[WHAT YOU NEED TO DO]: Could you transcribe every record below exactly, leaving out the pictures?

[MATERIAL PROVIDED]:
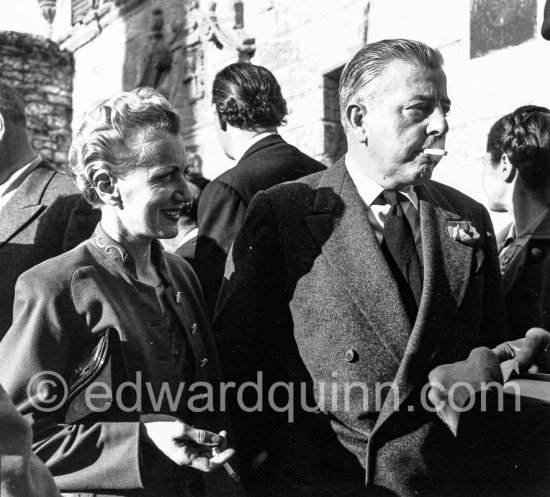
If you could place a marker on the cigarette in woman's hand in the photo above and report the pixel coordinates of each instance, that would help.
(435, 151)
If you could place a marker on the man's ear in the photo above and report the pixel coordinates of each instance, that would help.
(106, 187)
(507, 169)
(2, 126)
(356, 115)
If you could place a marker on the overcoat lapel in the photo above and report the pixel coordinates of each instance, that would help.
(25, 205)
(447, 269)
(340, 224)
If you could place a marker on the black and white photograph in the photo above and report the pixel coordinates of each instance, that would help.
(274, 248)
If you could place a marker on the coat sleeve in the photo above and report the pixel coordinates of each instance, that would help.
(23, 474)
(494, 330)
(38, 348)
(249, 324)
(221, 213)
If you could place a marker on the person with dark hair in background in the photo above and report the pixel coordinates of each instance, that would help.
(184, 244)
(248, 109)
(41, 212)
(516, 178)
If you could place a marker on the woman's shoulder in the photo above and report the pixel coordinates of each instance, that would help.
(57, 272)
(179, 265)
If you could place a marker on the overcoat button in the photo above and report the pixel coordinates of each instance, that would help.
(536, 254)
(350, 355)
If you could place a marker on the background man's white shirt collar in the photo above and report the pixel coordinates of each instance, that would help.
(254, 140)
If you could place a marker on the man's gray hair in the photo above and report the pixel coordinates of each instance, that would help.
(366, 66)
(12, 105)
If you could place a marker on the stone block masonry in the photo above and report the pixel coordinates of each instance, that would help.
(43, 73)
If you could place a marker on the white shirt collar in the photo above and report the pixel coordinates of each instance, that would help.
(252, 141)
(368, 189)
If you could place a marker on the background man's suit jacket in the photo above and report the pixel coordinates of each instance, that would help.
(223, 204)
(311, 299)
(525, 268)
(45, 217)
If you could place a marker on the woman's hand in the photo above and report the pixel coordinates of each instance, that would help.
(185, 445)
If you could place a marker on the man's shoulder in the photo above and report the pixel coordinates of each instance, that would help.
(447, 195)
(60, 184)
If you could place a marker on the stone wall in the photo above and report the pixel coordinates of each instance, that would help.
(44, 75)
(306, 43)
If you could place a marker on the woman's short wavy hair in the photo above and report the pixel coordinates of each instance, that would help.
(248, 97)
(114, 133)
(524, 136)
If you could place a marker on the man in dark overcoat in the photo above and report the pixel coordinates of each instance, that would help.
(345, 288)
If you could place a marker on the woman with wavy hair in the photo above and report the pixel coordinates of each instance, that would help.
(248, 109)
(118, 315)
(516, 177)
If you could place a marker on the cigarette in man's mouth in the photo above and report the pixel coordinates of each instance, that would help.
(230, 471)
(435, 151)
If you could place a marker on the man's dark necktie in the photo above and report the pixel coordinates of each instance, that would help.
(400, 251)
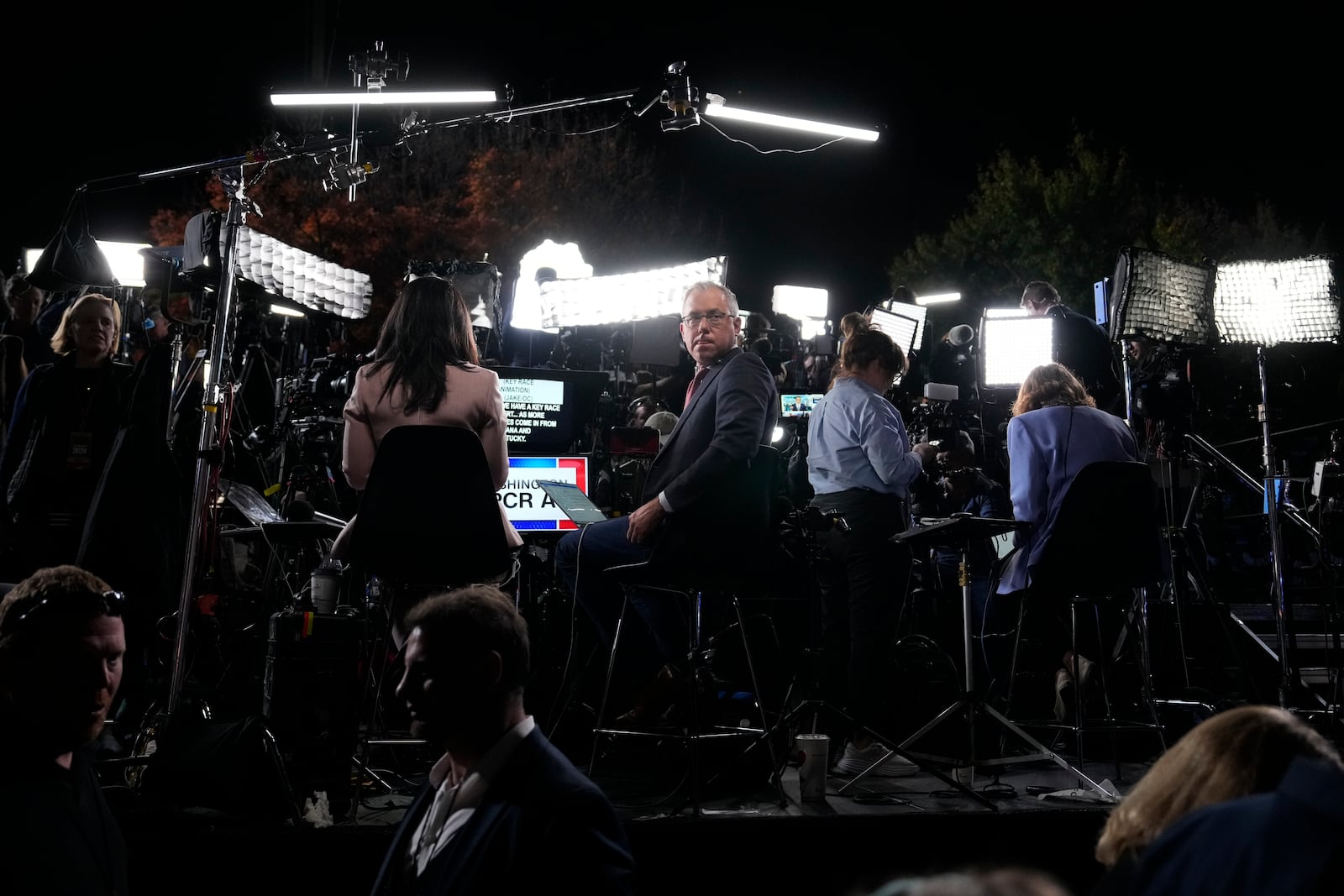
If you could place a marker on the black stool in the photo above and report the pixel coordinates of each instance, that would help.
(683, 566)
(1104, 553)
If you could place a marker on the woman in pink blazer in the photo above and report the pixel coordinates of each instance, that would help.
(427, 374)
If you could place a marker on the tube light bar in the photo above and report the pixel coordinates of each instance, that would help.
(717, 109)
(938, 298)
(381, 98)
(624, 297)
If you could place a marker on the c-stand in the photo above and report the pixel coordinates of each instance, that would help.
(806, 524)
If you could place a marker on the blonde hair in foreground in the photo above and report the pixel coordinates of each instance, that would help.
(1236, 752)
(1052, 385)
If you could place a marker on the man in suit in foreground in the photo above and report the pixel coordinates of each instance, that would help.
(691, 513)
(503, 810)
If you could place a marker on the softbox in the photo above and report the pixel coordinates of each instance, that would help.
(71, 259)
(1163, 297)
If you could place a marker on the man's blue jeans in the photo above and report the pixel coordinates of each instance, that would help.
(582, 560)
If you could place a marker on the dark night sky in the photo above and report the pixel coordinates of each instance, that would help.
(1234, 112)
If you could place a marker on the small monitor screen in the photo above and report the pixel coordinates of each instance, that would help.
(797, 405)
(528, 504)
(546, 410)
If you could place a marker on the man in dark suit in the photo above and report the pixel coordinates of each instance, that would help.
(691, 510)
(503, 810)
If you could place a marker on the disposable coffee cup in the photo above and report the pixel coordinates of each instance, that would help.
(813, 752)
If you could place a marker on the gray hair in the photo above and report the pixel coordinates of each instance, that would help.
(709, 284)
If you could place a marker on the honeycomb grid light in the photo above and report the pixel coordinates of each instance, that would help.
(302, 277)
(618, 298)
(1261, 302)
(1163, 297)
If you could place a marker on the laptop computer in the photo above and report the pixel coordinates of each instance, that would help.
(571, 501)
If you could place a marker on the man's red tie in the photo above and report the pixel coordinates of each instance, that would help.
(696, 380)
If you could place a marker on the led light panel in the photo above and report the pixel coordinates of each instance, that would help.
(1163, 297)
(900, 329)
(302, 277)
(624, 297)
(917, 313)
(800, 302)
(1014, 345)
(1270, 302)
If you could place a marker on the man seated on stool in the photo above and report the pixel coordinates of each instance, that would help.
(503, 810)
(732, 406)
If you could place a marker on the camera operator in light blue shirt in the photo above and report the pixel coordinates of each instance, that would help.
(860, 466)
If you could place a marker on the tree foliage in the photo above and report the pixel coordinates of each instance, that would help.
(1068, 226)
(480, 192)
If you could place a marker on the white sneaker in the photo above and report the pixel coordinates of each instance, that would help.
(855, 761)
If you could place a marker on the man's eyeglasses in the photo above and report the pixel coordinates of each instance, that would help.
(714, 317)
(109, 602)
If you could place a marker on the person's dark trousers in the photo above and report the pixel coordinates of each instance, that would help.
(862, 589)
(581, 562)
(1045, 636)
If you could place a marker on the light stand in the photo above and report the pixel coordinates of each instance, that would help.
(218, 396)
(960, 531)
(1278, 587)
(1265, 304)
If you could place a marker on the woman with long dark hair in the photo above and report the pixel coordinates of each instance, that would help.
(425, 372)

[RESULT FOR THIS EXERCISE]:
If you could place a marker on the cigarette in woman's hand in the photo above and report the pixel coordinates of each instance, that would help.
(435, 151)
If you could place a marker on the man's ear in the photo above and report the pixel coordinates of each instance, that would help.
(106, 187)
(507, 169)
(2, 126)
(356, 115)
If you could place a marker on the overcoat lapel in the photo above and report the pixel coordinates of each instance, that would help.
(25, 205)
(447, 269)
(340, 224)
If you could place a marker on the black and white photograph in the photo above and report the pixel coordinates of each instance, that would help.
(274, 248)
If you could place a marker on the coat sleeve in the photo above and report the pixel coordinates of each instance, that would help.
(23, 474)
(494, 330)
(38, 348)
(249, 324)
(221, 213)
If you could place a marker on the person with dark hair in background in the photo above and report the pixel coordinates of each instance, that would help.
(184, 244)
(248, 109)
(41, 212)
(516, 178)
If you could place a marker on the woman's shoulder in the photo above and report the pixel coordinates of each instance, that would help.
(57, 272)
(179, 265)
If you could place a marker on the overcoat button in the photo above and report the pixel coordinates of each instance, that would help.
(536, 254)
(350, 355)
If you could place a marker on the background man's white shirt collar in the photo above and report the pixel coordinates of each instance, that would help.
(254, 140)
If you could place a marker on the man's gray hair in the photo above and report the pixel coordinates of each instance, that would help.
(366, 66)
(12, 105)
If you could place a marker on the stone block masonry in the photo above and report the pixel coordinates of each instance, that would help.
(43, 73)
If you could place a marker on the white shirt collar in the photo above and report the pixel coordinates of each instance, that would help.
(252, 141)
(368, 189)
If you could place a marker on the background man's suit jacket in the photo above and report the pixel coordinates of each instance, that would help.
(223, 204)
(311, 299)
(525, 268)
(45, 217)
If you could place a marker on the woman's hand in the photo above and report the pixel coordinates of each instance, that would help.
(185, 445)
If you could place a marker on the man's shoulder in the photo above and report the pixel coordinates of each instance, that would help.
(447, 195)
(60, 184)
If you could place a marker on the stone wall in the photo above and report the pixel coordinates of each instance, that would help.
(44, 75)
(306, 43)
If you could place a marker on the woman's short wavy hair in the photo above and report the pixel coordinates of each instance, that would help.
(248, 97)
(114, 133)
(524, 136)
If you could place a marker on the man in dark overcoat in the photo above and report the pixel coordinates of each instance, that would help.
(345, 288)
If you could place a marker on the woman with wavy hair in the photo above and report the pixel coordinates of each instance, that would help.
(248, 109)
(118, 315)
(516, 177)
If you could place a marker on the cigarette in man's mouth in the photo above and report the pixel coordinates of each instance, that would help.
(230, 471)
(435, 151)
If you could place a marker on the man's dark necktie in the photo above and report the pixel coordinates of each instance, that would help.
(400, 251)
If you could place a marker on the black stool in the photo above and report the pixel coordinates of each instance, that would help.
(683, 566)
(1104, 553)
If you could place a marker on the woman in pink blazer in the photo above and report the pixel coordinates of each instance, that would help.
(427, 374)
If you could place a marker on the tube light bar in the photo above and report the pixel coordinates of each instance, that would help.
(717, 109)
(938, 298)
(381, 98)
(624, 297)
If you could place a marker on the c-stand in the photo above and report the pixel coordinates of each instance, that would help.
(806, 524)
If you could place a marker on the blonde hair in foreground in the photo above and report the pixel coordinates of each instance, that would help.
(1236, 752)
(1052, 385)
If you could place a marker on the man in suit in foreground in the photo above and report the pixel coordinates of each instance, that would help.
(691, 513)
(503, 810)
If you could place a marker on the softbox in the photo above and report the pixel coordinates of each instance, that would help.
(71, 259)
(1163, 297)
If you could place a marker on the man's blue jeans in the photo above and report the pixel coordinates of each instance, that would help.
(582, 560)
If you could place a marker on the dark night sky in the photo above and report the pixel coordinates of each instance, that would help.
(1234, 112)
If you could place a marker on the small monitor screen in the photo above and report the pixel coordinates of each instance, that would help.
(797, 405)
(528, 504)
(546, 410)
If you could place a marker on the man in dark suit in the photo above and report the pixel coordinates of each instance, that would help.
(691, 510)
(503, 810)
If you could place a marker on the disposable coffee cup in the photo above and report the pixel coordinates of each instance, that would help.
(813, 752)
If you could place a marker on the gray hair in the photo above and report the pixel coordinates of each instance, that would help.
(709, 284)
If you could place a marker on the honeycomb grid light in the photo above and report the pixel coordinates of each instance, that would help.
(302, 277)
(618, 298)
(1261, 302)
(1163, 297)
If you could place a marker on the laptop computer in the photo above and report the pixel coordinates of each instance, that would help.
(571, 501)
If you could place a marker on the man's red tie in the photo above and report the pixel coordinates of each instance, that would help.
(696, 380)
If you could place a marker on the led light panel in the photo above and report the pixel coordinates of each instance, that would help.
(1163, 297)
(900, 329)
(302, 277)
(624, 297)
(917, 313)
(800, 302)
(1014, 345)
(1270, 302)
If you could place a marker on the man seated on stool in the photo above and report the pixel coordinates of each instance, that would help.
(503, 810)
(732, 406)
If you could place a marker on the camera operator in light blue shirt in the photo above and report the pixel coordinates of each instance, that would help.
(860, 466)
If you could place a marker on the tree foliage in the photo above and report the pixel coordinates of each instance, that would help.
(1068, 226)
(480, 192)
If you could place a marker on the white sneaker in the photo above and report the pixel coordinates of each instance, that would help.
(855, 761)
If you could place a marker on the man's eyeglasses in the photo above and report the pixel coordinates of each instance, that would help.
(714, 317)
(109, 602)
If you could place a marker on the person's dark trousers in the photo above and report the pixel coordinates of each instance, that would help.
(862, 589)
(581, 562)
(1045, 636)
If you could place a marker on the light stand in the photo above and report the pixel coordinates of each instance, that would help.
(218, 396)
(960, 531)
(1278, 587)
(1265, 304)
If you could place a marker on the woman with long dark hair in the photo above and report the pixel coordinates of each instance, that would help.
(425, 372)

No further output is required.